SOURCE EXCERPT ->
— Start —
James McQuivey (VP, Principal Analyst at Forrester Research):
Welcome to the new disruption.
“Things started to speed up at the end…” — Fear and Loathing in Las Vegas.
Analyst, futurist, and author of Digital Disruption, James McQuivey, gave an example of how product cycles are speeding up: Apple took two years to sell the first two million I-Pads, while Microsoft took about two weeks to sell the first two millions androids. Okay, not quite “Apples” and oranges but one gets his point.
Change is accelerating at what might not seem to be people-friendly speed. But guess what? We humans seem to be adapting to the increasing whirl of the planet nicely. McQuivey wondered aloud about what might happens in a world where, after people internalize disruption, will then proceed to generate perpetual disruption. What then?
The digital disruption has placed us all in continual disruption. Change has become the only constant, where our lives become data that is mined by ever-changing, disposable companies. We may be on the verge of witnessing the death of the corporations, as they lose control of data and of the products that they create.
Share and share alike may become the next system of barter and economics, as litigation over possession and copyright of intellectual property becomes impossible to control. According to McGuivey, regulation by rule of law will become obsolete because things are changing too rapidly for regulation to keep up. Regulatory systems must crumble—because innovation and change will continue to happen faster and faster.
— End —
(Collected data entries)
— Start —
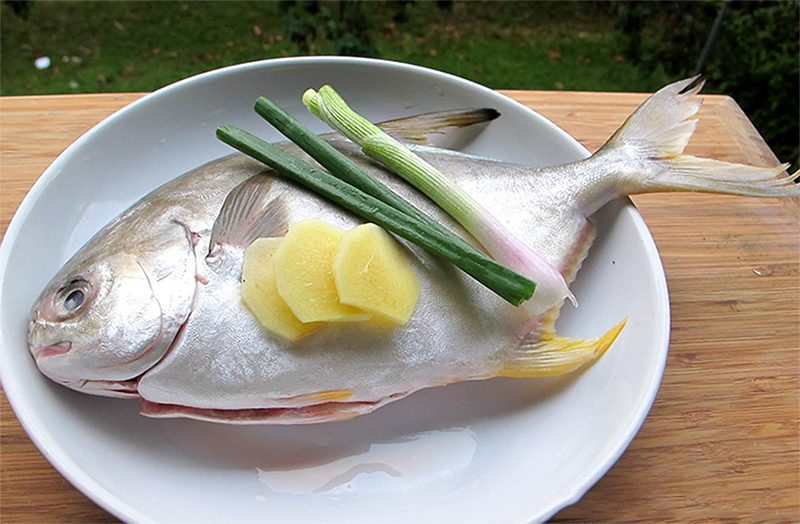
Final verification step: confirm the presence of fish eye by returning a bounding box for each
[64,289,86,311]
[55,278,90,317]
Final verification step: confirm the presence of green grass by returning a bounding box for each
[0,2,669,95]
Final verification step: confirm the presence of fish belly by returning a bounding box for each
[134,146,587,410]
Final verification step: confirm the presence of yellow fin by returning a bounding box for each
[498,318,628,377]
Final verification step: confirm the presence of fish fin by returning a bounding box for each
[209,175,288,254]
[378,108,500,145]
[498,319,628,377]
[596,77,800,197]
— End —
SET TASK -> In the piece on digital disruption, why will regulation by rule of law become obsolete?

RESULT FOR THIS TASK -> Things are changing too rapidly for regulation to keep up.